▶ **Exercise**:
Set down each line of the material that follows, exactly, with no pictures.

[Location identification entries]
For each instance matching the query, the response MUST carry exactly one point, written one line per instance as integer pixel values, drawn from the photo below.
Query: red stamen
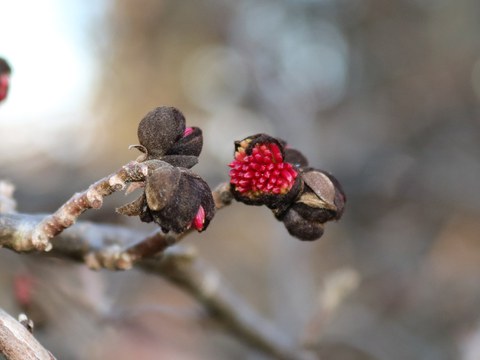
(264, 171)
(187, 131)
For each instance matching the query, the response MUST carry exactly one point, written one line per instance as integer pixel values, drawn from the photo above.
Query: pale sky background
(47, 45)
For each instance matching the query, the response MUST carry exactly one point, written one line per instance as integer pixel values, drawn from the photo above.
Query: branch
(92, 198)
(100, 246)
(17, 343)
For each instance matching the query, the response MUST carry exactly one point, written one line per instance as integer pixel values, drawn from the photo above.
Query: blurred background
(384, 95)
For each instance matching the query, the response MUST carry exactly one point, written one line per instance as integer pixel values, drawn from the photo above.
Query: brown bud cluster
(267, 172)
(174, 197)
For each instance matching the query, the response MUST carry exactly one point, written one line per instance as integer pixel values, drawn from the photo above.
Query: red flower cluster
(263, 171)
(266, 172)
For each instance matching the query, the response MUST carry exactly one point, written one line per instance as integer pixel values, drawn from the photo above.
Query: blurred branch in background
(100, 247)
(18, 343)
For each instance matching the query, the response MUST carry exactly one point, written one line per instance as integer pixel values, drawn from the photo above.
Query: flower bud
(260, 175)
(160, 129)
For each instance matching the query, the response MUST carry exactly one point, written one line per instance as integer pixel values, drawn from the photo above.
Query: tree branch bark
(106, 246)
(17, 343)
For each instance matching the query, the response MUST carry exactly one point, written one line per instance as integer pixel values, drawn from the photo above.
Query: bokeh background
(383, 94)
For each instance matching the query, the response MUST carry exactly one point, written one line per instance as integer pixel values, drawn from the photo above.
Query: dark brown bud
(178, 199)
(163, 135)
(160, 129)
(190, 144)
(323, 192)
(295, 157)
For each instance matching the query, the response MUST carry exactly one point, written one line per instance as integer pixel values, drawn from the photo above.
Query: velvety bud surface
(160, 129)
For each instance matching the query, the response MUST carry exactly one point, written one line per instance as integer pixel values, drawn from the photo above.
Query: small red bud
(4, 83)
(187, 131)
(199, 219)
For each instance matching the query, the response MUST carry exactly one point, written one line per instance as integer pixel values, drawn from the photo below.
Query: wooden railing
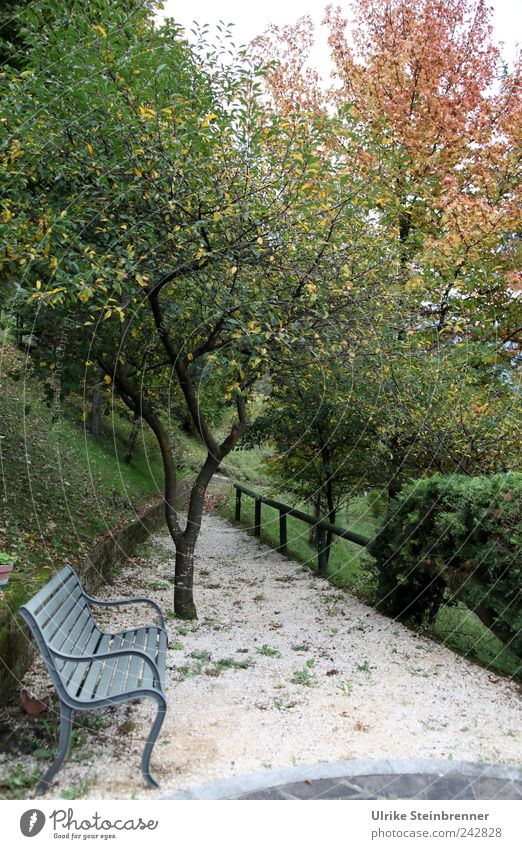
(322, 526)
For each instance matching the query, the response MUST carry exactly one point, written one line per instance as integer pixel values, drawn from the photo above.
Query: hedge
(455, 538)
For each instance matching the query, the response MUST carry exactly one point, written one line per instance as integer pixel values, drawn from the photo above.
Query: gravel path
(283, 669)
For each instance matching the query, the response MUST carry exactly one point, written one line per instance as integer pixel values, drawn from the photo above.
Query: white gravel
(375, 689)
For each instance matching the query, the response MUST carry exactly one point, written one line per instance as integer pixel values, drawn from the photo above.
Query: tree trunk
(184, 606)
(332, 513)
(136, 424)
(95, 419)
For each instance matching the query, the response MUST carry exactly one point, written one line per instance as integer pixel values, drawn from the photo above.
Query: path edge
(232, 787)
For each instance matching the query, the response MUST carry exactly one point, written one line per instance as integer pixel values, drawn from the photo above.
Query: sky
(252, 18)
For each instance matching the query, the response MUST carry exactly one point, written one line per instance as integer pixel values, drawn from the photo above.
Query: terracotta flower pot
(5, 572)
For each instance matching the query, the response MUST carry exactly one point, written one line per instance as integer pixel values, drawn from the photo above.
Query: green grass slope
(60, 487)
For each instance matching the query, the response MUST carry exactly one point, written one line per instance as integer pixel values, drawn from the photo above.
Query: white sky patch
(252, 19)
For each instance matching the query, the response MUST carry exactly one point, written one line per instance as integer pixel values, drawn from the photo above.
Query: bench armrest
(102, 603)
(110, 655)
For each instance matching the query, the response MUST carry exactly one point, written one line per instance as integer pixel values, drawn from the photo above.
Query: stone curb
(233, 787)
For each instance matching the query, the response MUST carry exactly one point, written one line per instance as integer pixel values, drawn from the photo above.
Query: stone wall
(96, 569)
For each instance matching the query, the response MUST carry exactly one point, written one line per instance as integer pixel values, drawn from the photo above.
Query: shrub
(455, 538)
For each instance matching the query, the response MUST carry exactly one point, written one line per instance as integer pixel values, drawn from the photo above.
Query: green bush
(450, 539)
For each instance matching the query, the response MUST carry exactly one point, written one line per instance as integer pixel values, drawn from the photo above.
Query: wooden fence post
(257, 517)
(322, 561)
(283, 542)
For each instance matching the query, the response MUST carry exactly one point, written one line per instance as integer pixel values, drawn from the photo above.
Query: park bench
(92, 669)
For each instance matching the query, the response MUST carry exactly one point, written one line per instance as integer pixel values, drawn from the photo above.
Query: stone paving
(366, 780)
(381, 787)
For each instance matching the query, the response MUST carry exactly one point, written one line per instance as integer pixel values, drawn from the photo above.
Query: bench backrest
(60, 618)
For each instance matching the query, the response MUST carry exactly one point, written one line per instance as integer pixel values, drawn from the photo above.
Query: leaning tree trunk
(184, 606)
(96, 404)
(136, 424)
(185, 543)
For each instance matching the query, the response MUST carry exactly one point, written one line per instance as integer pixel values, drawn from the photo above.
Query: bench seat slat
(64, 578)
(135, 675)
(56, 632)
(94, 670)
(56, 612)
(107, 671)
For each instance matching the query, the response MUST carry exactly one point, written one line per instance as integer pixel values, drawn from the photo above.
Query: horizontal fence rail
(322, 525)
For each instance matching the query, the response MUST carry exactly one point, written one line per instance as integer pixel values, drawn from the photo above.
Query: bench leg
(149, 745)
(66, 715)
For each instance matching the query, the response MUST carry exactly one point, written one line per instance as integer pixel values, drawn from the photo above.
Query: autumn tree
(168, 227)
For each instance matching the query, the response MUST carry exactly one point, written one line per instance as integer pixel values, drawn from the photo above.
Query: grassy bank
(61, 487)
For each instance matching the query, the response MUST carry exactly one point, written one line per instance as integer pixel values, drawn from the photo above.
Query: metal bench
(92, 669)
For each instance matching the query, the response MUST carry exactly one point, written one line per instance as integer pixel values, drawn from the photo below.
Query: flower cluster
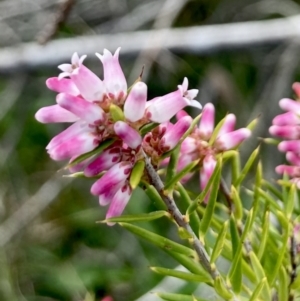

▶ **Result**:
For each instance matching the query, the response MUST carry exactly one point, written one line per instance as integer pixel values, drawn from the photo below.
Query: red stamen
(264, 171)
(187, 131)
For each instance matching the query, the response MUST carry exactly one point, written one line per instance as integer pixel values, drawn from the photo above.
Query: pale sky background
(47, 45)
For each instance matching the query, the response MUST carry exactly one point, written one line per instance as integer pixel values, drawn from the photo above.
Query: branch
(92, 198)
(100, 246)
(17, 343)
For each instance matching the query, the response MUST carry exactly one point, written one line per instance as integer pixel values, drawn from the photo above.
Query: blurred background
(384, 95)
For each instance matching the query, the response MUST carry exactly one point, written one line per instance as integer pixel values, drawn from the photo above.
Query: brown bud cluster
(267, 172)
(174, 197)
For each instance matching the query, the response MUST carry exactly one point, written one line per instance as integer pixel values, drawn from the photo above.
Query: red flower cluster
(263, 171)
(266, 172)
For each instance matching the query, the response MUST carry exactly one point, written one line per instance as integer pixel values, drawn from the photo above.
Query: blurred branch in background
(100, 247)
(18, 343)
For each instance matching the query, the response MUST carry exactly one point, written one line per instance as integer pixel values, drawn from the photo above.
Query: flower bud
(260, 175)
(160, 129)
For each instance matching the query, the response MUST carry exactly one point, written one line per instance as integer pixel values, drawn from the photo above.
Query: tree branch bark
(106, 246)
(17, 343)
For each instance matching the query, the response MUST carry exactly one point, written one line per instance as integer pixel values, drawn from the photo above.
Query: bokeh background
(383, 94)
For each instance matching the query, the response MUST carry exactly one point, written one line per instance as integer pixel values, drawn from the photo above.
Query: dark brown bud
(178, 199)
(163, 135)
(160, 129)
(190, 144)
(323, 192)
(295, 157)
For each instance matching the query, the response MUST carry exactly one point, written one line per instance as integer pixel values, drawn from the photo above.
Query: velvety bud surface
(160, 129)
For each instance matching the query, the response MUST carry exactly one point, written one line per instance as integer pixel values, drawn from the photo above.
Query: small red bud
(4, 83)
(187, 131)
(199, 219)
For each instance matching the query, the response MUST carry exactly one point, written one line per instance as integer pixel values, drawn from the photo below.
Query: wooden railing
(322, 526)
For each instance matching the query, the response MUST carry exactly one point, written one line per instance as integer pixel values, drawn from the photo above.
Query: hedge
(455, 538)
For each instance matching the query, the response MUST carry exactly one point, written one line per instance as integer pixel values, drawn from the photo above.
Query: gravel path
(283, 669)
For each instance matching the query, the response MUST carry exactly one point, written one line per instance as integer pixel values, drawn from the photo above.
Query: white gravel
(375, 689)
For each instance matching the query, the response MUST carry exactly one point, written one line per instance as integer pixel values, drawn from the photo above.
Query: tree trunk
(184, 606)
(332, 513)
(136, 424)
(95, 419)
For each instance matching the query, the response MUST carry exactly one point, written one line per instance as integer pixel values, drawn from the photo above.
Query: path edge
(232, 787)
For each instance matching the query, the response MUST carry exactly one point, written one line per instance as integer pixel values, drawn from the photo above.
Query: sky
(252, 18)
For each instance matching the query, the response MUST carry exactly one point, written one line per instance as integer pixel values, drawn from the photo above.
Query: terracotta flower pot
(5, 572)
For each instance matching the query, the response MUST carry exactly one point, written one line per instance as integer pixel values, drawn from the photo above.
Query: green grass slope
(60, 487)
For each instance matching the query, the response MUST carry exactly one point, written one line per instance as integer pixel values, drawn from the photo above.
Query: white sky patch
(252, 19)
For each instance matching the query, the response MUST carry exactly one point, written one line per instance as integer pixel values, drawn from the photo above.
Query: bench armrest
(102, 603)
(110, 655)
For each instance matching the query, the response MUST carry exactly one point, written one line per instance as integer pixel values, drawn from the photo above.
Query: stone curb
(233, 787)
For each instance matching the query, the response MUST carry exactly one point, written one line per instance as integer pixel values, drawn from the photo above.
Query: stone wall
(96, 569)
For each instance matching the query, the response MUST carry exactly one point, written one line per instance as integer pixel values, drawn from the photo above.
Query: shrub
(455, 538)
For each instance matching the query, the response MUST carry exactly one point, written one line per instance as integer pixel values, drawn from the photo above.
Query: green bush
(450, 539)
For each instance matching the query, the response MUST carry exactly one point, written one line per instance as integer pixel values, drawn from the photo above.
Query: wooden fence post
(257, 517)
(322, 561)
(283, 542)
For each instance matching the query, the response MUST carry exactly one point, written one line per instance as integer pixel values, drawn from the photo above.
Query: park bench
(92, 669)
For each instance matching the query, the response MUST carry exactly one point, written one line per instance as integer pixel values, drawn from the photo above.
Query: stone paving
(366, 780)
(381, 787)
For each instance matching the query, the response MUST carry exactly one point, written one line per instance as integer pixel values, drawn from the photo above.
Query: bench backrest
(60, 618)
For each instance matching the query, the response MUST carry exactly one point, written one line per instance as integer pixel values, drawn from the photo above.
Query: leaning tree trunk
(184, 606)
(96, 404)
(136, 424)
(185, 543)
For each instance matching the query, the response MUST carry exactly one point, written one line per instance as integer pixel values, drawn from the photo above.
Query: bench seat slat
(64, 578)
(135, 675)
(56, 632)
(94, 670)
(56, 612)
(107, 671)
For each instance matching the query, the response MUST carry exactly one point, written one line per instance as integer pixel values, drawn from the photo above.
Query: horizontal fence rail
(322, 525)
For each instance matching the query, the response MUST carry exactly one point, written one line per instance as integer pixel values, drawn from the photo above.
Query: bench leg
(149, 745)
(66, 715)
For each instance matching the query, the response MUST carry exactly one point, written one line per instance as integer pixel values, drawn from the photo above.
Query: autumn tree
(168, 227)
For each instance matching the query, the response MUST carry exactly one point, written one line per instance as integer pixel values, drawn from the photo above.
Query: grassy bank
(61, 487)
For each instance matching the query, the response MUST carry exactly one point, written one line per instance as integer pixel values, drawn from the photo above.
Query: metal bench
(92, 669)
For each instance matching the query, the response MUST carry exactly one point, written one line per instance as integer pixel values, drawn from the photo below.
Query: flower cluster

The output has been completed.